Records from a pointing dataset
···

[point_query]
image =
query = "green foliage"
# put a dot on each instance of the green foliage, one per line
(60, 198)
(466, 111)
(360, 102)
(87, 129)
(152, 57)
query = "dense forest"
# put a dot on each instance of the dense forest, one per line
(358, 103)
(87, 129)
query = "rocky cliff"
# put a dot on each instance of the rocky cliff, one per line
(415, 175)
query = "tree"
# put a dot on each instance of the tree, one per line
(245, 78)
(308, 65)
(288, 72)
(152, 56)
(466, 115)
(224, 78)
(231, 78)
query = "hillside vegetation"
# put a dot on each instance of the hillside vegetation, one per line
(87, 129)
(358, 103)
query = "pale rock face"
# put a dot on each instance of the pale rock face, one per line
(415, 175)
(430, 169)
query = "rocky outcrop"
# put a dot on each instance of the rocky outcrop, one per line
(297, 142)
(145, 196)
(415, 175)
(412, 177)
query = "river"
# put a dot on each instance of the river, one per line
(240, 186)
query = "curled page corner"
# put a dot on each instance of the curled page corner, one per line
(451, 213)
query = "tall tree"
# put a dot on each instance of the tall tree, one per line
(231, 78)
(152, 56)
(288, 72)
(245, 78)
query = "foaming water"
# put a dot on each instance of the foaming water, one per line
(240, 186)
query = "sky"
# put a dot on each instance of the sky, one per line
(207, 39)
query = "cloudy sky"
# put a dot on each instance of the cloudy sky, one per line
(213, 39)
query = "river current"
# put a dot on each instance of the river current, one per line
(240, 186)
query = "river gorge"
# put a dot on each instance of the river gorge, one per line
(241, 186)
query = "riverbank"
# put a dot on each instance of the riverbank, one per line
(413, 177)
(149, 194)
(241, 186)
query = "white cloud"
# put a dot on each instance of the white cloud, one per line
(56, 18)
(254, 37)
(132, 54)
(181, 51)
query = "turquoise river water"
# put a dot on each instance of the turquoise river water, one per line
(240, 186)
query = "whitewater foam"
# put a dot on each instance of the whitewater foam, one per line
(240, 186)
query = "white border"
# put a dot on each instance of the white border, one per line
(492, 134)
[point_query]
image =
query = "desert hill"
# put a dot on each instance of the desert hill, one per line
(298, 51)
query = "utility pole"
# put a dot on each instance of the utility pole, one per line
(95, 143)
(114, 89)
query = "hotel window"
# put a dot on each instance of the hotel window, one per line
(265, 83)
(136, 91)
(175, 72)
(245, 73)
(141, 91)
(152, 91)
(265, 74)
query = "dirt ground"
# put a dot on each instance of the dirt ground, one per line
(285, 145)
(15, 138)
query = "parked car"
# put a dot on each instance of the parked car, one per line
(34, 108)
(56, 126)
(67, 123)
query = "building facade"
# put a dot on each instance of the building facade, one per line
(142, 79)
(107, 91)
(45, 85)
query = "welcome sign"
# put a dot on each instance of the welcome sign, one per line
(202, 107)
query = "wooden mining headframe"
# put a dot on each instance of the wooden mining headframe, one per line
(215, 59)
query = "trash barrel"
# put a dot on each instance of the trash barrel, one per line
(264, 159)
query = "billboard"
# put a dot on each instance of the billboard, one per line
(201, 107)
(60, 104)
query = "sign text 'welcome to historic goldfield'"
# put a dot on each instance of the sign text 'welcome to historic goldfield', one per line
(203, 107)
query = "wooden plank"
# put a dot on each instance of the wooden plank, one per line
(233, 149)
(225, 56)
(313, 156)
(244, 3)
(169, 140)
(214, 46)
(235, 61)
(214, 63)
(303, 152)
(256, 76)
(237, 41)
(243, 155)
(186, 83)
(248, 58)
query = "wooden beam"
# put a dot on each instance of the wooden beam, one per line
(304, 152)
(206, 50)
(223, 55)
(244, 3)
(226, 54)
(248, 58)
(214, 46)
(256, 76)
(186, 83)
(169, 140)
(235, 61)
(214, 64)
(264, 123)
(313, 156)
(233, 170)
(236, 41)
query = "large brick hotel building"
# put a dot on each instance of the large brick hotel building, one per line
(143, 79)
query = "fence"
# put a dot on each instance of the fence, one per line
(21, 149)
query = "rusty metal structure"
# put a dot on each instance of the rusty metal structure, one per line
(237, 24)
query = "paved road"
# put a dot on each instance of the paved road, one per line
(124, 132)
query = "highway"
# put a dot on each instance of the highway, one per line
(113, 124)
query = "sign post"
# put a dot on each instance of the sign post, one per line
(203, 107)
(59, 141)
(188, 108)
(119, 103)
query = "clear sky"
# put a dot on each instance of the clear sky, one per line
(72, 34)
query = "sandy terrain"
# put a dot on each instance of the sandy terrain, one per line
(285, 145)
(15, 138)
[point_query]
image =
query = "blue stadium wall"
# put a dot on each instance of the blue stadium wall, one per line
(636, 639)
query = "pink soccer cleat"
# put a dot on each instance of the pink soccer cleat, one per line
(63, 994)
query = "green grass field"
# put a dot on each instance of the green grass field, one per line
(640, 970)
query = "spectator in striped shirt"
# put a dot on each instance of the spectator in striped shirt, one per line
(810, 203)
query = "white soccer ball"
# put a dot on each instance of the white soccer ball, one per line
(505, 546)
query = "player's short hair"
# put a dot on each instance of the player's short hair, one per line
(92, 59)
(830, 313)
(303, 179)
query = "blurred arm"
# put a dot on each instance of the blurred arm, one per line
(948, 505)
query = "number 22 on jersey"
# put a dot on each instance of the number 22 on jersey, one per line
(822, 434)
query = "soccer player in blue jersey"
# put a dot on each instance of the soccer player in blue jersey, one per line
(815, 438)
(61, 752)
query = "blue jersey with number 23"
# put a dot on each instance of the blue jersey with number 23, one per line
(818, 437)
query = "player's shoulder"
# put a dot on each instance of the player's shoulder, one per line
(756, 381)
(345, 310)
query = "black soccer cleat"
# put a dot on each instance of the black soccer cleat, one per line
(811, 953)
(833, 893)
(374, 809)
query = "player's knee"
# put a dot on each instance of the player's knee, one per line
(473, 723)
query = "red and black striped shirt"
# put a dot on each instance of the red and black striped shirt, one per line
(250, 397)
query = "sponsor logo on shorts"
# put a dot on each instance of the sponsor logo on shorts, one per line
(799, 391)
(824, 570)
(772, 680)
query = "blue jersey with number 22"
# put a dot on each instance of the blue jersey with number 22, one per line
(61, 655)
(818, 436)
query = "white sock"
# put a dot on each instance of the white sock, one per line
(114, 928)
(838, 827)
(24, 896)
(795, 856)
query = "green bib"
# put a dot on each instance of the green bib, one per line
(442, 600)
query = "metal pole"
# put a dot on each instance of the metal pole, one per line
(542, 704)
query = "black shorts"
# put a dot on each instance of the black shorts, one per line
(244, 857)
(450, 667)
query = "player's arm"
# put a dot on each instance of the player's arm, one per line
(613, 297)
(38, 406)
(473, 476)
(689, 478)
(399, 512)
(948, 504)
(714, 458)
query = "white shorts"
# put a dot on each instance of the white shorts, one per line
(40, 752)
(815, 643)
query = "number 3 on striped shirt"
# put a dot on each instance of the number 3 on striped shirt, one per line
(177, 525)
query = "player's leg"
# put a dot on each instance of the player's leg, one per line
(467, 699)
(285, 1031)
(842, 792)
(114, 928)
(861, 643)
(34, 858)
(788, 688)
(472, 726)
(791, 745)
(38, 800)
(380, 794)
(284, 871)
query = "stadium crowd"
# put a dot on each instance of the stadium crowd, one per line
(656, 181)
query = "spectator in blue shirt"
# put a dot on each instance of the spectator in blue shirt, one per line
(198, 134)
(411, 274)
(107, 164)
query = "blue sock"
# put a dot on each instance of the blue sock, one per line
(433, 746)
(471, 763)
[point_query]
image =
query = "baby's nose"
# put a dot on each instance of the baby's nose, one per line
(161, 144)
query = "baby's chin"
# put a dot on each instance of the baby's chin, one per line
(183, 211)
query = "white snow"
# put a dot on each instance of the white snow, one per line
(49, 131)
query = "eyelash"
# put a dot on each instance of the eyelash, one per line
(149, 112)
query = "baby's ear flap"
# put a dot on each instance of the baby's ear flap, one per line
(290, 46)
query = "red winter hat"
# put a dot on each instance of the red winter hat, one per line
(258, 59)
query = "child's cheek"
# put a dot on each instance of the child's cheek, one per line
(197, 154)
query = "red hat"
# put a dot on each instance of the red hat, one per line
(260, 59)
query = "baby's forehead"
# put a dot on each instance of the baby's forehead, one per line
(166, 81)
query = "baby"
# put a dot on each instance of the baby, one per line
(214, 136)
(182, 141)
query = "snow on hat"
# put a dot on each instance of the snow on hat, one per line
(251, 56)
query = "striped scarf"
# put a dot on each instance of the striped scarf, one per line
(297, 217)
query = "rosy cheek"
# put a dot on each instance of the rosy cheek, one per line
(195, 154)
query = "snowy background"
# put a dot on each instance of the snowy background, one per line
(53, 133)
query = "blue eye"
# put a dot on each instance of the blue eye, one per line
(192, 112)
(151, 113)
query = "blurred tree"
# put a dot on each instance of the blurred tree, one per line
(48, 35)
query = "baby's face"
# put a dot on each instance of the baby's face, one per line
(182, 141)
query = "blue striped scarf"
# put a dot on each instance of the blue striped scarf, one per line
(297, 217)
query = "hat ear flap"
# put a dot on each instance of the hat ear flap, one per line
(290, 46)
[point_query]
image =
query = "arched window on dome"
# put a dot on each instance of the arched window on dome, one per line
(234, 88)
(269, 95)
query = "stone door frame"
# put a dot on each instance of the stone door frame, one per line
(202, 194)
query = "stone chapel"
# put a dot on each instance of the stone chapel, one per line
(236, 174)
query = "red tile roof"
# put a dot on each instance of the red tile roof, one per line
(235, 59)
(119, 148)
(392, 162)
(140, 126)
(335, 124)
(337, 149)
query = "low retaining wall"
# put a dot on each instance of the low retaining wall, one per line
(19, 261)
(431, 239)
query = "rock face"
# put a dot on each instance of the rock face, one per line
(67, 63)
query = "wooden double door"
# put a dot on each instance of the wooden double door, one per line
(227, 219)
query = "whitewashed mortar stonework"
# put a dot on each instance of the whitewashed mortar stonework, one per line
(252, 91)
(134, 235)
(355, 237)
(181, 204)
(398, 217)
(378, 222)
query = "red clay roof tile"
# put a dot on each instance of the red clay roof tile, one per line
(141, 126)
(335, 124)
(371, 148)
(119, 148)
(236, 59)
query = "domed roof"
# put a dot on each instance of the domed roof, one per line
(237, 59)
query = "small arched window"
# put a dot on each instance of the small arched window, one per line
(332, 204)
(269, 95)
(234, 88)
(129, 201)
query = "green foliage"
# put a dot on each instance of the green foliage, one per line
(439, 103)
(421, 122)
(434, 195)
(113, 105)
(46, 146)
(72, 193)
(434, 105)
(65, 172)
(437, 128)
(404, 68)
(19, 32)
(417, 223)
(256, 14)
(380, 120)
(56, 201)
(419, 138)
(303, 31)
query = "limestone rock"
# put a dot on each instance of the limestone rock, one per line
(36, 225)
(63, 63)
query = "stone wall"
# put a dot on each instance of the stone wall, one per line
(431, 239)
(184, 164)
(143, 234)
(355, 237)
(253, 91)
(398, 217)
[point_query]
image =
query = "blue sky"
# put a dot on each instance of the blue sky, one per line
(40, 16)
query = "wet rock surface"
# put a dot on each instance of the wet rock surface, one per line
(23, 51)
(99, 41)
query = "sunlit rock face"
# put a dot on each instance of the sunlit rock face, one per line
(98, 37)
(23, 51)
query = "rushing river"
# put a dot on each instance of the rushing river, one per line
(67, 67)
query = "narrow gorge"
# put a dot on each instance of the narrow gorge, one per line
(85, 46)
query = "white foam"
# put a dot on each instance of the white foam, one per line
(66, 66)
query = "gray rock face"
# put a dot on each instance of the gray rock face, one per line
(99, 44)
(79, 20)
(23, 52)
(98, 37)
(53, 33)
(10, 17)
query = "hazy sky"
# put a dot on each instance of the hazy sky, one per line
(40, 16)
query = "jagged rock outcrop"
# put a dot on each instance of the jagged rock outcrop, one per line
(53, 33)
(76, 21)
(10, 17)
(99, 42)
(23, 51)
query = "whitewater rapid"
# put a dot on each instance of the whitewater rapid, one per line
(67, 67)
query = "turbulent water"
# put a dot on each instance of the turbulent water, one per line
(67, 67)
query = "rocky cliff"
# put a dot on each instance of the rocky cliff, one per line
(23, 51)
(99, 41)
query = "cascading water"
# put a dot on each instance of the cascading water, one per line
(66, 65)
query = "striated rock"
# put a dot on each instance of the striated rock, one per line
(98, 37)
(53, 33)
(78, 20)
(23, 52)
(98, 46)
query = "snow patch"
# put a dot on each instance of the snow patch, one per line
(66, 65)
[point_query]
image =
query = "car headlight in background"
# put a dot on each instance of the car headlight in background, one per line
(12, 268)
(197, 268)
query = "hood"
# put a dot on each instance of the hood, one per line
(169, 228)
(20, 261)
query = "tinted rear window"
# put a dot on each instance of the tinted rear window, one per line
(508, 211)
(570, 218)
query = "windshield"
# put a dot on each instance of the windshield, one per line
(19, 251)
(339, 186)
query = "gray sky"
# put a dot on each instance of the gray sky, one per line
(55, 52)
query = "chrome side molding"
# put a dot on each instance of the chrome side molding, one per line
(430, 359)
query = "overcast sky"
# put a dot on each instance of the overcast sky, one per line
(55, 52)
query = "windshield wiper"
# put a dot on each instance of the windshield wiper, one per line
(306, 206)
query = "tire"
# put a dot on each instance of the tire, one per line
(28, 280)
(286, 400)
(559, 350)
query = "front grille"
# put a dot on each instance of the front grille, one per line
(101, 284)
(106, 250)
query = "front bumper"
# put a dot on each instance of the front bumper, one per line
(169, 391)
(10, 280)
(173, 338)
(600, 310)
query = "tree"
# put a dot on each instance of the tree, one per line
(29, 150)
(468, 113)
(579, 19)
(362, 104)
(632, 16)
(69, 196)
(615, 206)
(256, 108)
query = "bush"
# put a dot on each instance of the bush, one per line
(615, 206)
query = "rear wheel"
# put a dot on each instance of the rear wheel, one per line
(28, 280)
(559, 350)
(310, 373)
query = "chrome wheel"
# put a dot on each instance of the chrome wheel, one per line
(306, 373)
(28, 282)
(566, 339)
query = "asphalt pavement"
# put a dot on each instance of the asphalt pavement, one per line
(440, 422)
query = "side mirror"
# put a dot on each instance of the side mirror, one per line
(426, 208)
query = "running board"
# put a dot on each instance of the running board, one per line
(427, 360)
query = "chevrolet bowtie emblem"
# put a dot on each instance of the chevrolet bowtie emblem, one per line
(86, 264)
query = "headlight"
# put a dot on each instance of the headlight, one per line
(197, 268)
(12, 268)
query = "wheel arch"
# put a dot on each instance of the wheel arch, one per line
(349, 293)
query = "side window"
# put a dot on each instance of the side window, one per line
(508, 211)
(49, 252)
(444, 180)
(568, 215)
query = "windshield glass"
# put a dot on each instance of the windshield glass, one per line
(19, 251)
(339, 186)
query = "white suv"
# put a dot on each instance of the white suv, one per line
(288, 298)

···

GOAL
Find each line in the records above that contains the word "mining" and copy those lines out.

WRITTEN SOLUTION
query = "wooden mining headframe"
# put a dot on each instance of the wooden mining headframe, one per line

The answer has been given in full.